Dataset items >>
· · ·
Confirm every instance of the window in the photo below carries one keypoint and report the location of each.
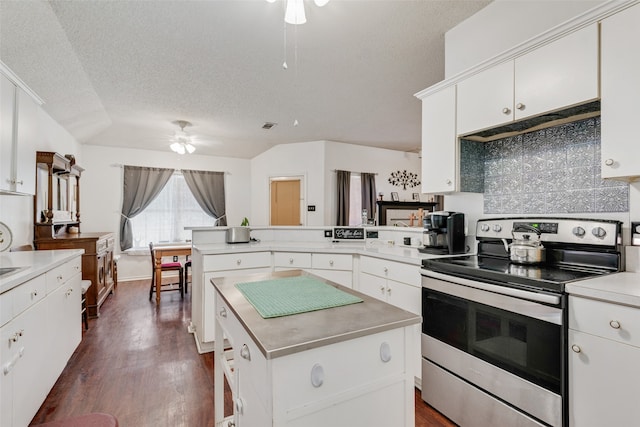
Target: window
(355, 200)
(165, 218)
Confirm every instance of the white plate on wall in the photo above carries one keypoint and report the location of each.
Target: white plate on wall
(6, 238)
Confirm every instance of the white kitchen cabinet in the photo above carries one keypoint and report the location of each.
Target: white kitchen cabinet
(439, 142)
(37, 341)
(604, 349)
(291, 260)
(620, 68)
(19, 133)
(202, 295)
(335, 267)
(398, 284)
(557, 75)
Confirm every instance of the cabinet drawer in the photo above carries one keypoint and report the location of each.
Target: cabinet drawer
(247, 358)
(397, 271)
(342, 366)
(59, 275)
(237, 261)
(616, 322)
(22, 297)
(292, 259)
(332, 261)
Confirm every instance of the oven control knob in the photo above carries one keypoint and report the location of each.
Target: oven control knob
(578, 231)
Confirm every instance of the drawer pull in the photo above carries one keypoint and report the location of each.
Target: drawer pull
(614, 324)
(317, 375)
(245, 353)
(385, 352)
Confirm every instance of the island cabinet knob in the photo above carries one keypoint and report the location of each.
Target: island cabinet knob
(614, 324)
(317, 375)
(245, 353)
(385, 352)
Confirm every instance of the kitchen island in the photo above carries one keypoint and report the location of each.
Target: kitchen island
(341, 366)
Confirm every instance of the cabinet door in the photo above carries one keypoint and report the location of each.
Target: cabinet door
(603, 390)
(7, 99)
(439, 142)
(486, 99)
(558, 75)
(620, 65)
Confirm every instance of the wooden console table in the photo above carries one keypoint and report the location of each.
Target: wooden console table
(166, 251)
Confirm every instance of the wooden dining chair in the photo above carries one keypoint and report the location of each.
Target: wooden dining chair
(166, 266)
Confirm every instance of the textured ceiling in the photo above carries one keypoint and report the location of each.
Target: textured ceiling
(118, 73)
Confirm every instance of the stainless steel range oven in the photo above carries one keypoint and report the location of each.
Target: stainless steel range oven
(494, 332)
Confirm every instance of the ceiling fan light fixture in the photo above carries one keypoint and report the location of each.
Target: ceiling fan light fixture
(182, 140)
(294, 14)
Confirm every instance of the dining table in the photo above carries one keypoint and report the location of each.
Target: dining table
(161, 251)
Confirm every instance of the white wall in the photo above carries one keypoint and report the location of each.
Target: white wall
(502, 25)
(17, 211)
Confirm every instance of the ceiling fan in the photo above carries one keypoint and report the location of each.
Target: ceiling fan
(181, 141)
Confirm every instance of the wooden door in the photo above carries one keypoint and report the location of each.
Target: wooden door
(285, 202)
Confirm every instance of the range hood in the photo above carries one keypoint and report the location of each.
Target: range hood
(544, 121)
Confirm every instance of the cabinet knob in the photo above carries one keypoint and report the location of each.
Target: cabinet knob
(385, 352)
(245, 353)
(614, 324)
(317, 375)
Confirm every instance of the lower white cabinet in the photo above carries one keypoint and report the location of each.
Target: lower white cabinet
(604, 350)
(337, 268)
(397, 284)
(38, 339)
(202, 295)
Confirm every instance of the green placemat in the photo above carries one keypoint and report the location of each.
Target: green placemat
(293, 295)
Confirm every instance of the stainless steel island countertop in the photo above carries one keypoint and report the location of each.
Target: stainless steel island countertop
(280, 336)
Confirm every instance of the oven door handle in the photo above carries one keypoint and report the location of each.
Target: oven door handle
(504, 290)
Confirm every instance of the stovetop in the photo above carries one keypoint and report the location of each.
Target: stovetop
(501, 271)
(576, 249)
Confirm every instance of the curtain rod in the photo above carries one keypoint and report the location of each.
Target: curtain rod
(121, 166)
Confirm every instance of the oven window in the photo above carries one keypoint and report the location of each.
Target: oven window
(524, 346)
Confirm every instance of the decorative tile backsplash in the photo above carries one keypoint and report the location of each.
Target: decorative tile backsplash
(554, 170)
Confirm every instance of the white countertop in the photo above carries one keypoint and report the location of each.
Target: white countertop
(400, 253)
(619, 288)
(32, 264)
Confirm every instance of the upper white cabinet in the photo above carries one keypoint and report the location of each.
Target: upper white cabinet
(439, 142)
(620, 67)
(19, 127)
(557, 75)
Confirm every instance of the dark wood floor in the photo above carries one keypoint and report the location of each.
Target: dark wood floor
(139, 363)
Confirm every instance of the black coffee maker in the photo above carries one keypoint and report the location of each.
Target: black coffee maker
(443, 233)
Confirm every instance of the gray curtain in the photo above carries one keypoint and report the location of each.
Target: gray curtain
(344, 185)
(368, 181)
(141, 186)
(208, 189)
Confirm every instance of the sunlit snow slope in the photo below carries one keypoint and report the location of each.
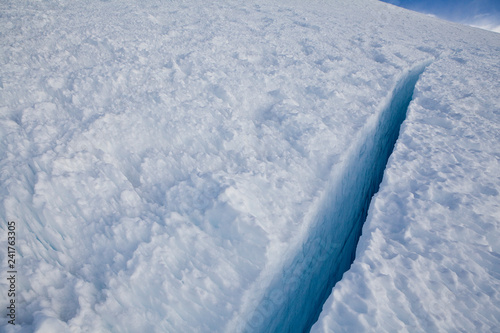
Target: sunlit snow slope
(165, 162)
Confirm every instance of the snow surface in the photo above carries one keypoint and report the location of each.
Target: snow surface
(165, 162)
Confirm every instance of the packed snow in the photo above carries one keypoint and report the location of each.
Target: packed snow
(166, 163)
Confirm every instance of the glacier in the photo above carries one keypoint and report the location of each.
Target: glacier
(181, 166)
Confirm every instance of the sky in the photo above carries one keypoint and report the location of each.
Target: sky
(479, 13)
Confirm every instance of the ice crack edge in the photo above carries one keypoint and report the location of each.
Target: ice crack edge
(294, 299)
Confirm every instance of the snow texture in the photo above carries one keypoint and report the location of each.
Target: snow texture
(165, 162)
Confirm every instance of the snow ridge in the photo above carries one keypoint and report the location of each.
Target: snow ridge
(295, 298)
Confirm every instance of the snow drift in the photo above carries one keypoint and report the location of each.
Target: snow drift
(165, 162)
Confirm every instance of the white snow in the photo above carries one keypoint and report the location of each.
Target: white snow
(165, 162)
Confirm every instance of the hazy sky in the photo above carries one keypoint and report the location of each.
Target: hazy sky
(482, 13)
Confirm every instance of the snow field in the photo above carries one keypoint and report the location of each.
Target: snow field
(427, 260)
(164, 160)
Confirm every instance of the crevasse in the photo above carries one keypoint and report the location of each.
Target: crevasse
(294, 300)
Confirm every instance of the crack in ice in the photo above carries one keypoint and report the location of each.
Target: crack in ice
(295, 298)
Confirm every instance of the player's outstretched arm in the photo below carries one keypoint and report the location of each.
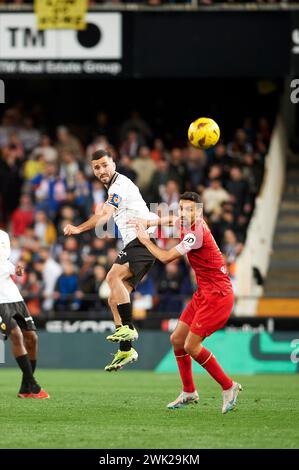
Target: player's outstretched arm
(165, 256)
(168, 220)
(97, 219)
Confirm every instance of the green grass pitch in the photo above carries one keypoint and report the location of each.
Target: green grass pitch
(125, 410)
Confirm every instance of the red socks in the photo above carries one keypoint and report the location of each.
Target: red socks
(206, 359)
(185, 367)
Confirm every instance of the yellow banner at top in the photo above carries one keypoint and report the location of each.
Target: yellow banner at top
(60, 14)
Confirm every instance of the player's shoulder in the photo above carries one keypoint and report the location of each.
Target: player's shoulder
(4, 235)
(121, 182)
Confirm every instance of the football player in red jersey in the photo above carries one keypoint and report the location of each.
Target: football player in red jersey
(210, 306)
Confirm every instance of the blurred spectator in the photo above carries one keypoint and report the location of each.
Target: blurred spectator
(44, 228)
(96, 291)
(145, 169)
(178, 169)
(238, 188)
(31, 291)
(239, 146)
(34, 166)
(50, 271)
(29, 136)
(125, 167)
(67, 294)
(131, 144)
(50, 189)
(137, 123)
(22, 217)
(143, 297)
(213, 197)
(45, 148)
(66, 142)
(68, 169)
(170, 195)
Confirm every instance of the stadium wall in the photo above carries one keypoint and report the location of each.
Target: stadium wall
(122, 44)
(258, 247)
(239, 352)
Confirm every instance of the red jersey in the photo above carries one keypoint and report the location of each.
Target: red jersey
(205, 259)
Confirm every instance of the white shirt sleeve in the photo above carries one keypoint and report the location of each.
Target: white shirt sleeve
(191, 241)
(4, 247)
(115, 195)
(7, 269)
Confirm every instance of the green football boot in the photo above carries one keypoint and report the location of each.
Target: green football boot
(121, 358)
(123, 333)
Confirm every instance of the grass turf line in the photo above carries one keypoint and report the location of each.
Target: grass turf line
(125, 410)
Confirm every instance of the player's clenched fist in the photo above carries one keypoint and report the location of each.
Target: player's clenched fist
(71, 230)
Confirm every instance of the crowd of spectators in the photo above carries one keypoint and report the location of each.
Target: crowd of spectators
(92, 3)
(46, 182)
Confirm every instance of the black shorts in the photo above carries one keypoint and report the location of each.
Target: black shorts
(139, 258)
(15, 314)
· · ·
Your output should be the lines above from the one that contains "Confirm every instance of the crack" through the one that contains "Confirm every instance of the player's shoulder", word for word, with pictures left out.

Confirm every instance of the crack in ice in the photo above carries one keypoint and report the location of each.
Target: crack in ice
(295, 298)
Confirm every instance of the player's outstretched arm in the photo below carries one keypoint and report the location of each.
Target: player's outstretched arm
(165, 256)
(168, 220)
(97, 219)
Confirm every instance of the green grass pitch in the photo above carries one keypoint and report the location of each.
Target: green grass pitch
(125, 410)
Confirm every instance of the red socks in the photo above carries one keypoint and report the location of each.
Target: red socks
(206, 359)
(185, 367)
Confirm every instance of the yellow banner at top in the photo above carries one keypoint and report the location of each.
Target: yellow banner at top
(60, 14)
Confirm every instance of the player's shoulder in the photo above carries one keypoint and report the location of each.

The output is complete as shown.